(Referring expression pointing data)
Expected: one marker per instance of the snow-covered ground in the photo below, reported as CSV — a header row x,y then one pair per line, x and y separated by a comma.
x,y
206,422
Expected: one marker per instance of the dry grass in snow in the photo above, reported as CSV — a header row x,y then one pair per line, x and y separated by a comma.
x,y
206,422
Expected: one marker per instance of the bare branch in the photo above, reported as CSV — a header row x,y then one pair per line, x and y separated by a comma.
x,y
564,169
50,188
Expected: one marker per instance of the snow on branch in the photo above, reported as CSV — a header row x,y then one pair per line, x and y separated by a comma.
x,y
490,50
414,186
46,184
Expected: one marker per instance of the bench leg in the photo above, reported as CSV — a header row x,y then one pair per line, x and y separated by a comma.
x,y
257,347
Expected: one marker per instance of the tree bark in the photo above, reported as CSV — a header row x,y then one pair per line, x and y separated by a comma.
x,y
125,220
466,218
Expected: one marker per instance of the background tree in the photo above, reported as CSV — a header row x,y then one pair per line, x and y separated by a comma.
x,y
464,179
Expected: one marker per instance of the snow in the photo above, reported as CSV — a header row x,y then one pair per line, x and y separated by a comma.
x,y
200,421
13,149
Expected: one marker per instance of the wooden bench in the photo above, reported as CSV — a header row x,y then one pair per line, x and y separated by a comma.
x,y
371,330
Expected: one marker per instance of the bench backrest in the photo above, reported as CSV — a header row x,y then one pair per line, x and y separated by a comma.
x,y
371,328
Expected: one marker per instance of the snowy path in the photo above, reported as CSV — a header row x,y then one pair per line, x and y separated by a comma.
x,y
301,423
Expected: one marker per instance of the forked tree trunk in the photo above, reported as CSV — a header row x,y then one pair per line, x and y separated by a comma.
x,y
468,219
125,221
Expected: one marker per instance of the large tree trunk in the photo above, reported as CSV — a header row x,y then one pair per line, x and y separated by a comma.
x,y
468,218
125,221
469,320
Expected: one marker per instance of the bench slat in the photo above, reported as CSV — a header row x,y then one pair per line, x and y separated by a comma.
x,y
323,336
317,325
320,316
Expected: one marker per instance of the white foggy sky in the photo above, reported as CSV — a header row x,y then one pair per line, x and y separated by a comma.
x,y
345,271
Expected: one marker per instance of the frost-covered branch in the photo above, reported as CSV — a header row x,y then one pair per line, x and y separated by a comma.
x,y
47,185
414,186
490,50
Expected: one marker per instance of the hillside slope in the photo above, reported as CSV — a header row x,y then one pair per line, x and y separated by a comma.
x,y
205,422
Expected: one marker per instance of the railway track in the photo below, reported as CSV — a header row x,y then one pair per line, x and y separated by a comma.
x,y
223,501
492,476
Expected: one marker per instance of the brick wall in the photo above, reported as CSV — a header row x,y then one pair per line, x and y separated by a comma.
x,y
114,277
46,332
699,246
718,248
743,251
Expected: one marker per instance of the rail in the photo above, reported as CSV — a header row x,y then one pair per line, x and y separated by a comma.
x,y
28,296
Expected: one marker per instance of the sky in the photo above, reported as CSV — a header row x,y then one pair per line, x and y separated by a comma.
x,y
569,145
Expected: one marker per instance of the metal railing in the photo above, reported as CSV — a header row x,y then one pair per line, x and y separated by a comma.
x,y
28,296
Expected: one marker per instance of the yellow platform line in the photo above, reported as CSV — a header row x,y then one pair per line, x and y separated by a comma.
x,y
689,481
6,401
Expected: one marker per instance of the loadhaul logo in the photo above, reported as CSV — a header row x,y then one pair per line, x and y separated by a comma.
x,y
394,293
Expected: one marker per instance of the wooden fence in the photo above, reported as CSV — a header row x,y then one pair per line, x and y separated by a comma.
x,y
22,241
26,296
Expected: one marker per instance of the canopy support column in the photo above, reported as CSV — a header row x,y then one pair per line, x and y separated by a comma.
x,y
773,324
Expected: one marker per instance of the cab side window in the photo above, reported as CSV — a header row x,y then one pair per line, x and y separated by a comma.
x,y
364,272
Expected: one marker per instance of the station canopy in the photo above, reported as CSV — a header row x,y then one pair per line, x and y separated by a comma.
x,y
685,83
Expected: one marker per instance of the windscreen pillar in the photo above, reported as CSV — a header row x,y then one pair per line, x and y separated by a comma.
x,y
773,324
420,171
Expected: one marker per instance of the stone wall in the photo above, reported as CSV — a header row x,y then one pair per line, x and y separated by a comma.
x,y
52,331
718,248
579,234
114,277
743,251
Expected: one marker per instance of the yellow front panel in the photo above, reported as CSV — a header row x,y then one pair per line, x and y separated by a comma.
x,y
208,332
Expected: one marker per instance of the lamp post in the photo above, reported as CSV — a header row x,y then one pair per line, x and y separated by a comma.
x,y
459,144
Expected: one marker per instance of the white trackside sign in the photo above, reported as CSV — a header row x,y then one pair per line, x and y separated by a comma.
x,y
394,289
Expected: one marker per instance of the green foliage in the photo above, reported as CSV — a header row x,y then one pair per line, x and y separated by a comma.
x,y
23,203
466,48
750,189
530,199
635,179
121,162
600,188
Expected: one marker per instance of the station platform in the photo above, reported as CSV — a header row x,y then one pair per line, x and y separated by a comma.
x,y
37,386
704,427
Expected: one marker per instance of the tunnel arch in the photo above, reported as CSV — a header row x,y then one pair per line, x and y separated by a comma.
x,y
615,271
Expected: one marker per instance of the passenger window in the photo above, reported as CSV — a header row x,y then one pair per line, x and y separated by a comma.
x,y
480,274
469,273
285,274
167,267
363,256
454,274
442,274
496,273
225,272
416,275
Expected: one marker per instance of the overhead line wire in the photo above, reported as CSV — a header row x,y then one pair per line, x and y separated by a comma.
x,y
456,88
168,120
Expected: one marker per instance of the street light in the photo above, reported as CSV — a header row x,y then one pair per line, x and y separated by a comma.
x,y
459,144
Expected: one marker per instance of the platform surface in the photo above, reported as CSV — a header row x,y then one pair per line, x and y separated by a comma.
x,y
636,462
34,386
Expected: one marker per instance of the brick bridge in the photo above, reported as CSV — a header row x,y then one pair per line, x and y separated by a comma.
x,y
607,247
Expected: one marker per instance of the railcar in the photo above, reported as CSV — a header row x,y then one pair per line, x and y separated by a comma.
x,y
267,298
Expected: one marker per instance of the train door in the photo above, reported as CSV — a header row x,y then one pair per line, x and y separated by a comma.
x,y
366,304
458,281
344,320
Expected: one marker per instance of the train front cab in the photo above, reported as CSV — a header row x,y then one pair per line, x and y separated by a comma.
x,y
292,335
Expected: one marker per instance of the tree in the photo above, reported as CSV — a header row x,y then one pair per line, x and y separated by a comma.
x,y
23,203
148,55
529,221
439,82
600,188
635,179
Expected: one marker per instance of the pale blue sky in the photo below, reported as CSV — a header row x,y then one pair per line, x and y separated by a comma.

» Activity
What is needed is an exact retyping of every line from the one containing "Expected: one marker per instance of the overhead" through the final line of the entries, and only those lines.

» Answer section
Expected: one marker per instance of the overhead line wire in the photo above, reported as CSV — a header row x,y then one pair per line, x and y separated by a comma.
x,y
456,88
168,120
Expected: one marker per instance of the street light in the photo above, reported as CSV — a header row x,y then one pair per line, x and y separated by a comma.
x,y
459,144
Expected: one marker per instance of the platform surface in the photo above, reported as CSV — a header row x,y then one pair per line, x and y separated by a comma.
x,y
636,462
34,386
Expected: one marker per instance of the brick bridge in the photo above, reported as CSV — a header row x,y then one pair per line, x and y separated by a comma.
x,y
607,247
Expected: one marker per instance of the railcar in the photo above, reported as CSV — a header row x,y then one pair per line, x and y separated by a comma.
x,y
267,298
Expected: one marker per instance of the train door in the photo above, reported as CSV — a header row x,y then one pair per line, x and y separated by a comma.
x,y
366,304
458,281
344,320
Expected: one marker per instance of the train front cab in the photo above, reported as CSV — a header row x,y then one pair per line, x and y separated by a comma.
x,y
292,335
Expected: one marker per instance of the tree in the photo above, reported as CSV — a header row x,y then one pair per line, x and y separated by a comma.
x,y
23,203
148,55
529,221
439,82
600,188
635,179
Expected: one marker per instance of the pale blue sky in the photo below, reported as CSV — a header row x,y then one pair per line, x and y separated by a comma.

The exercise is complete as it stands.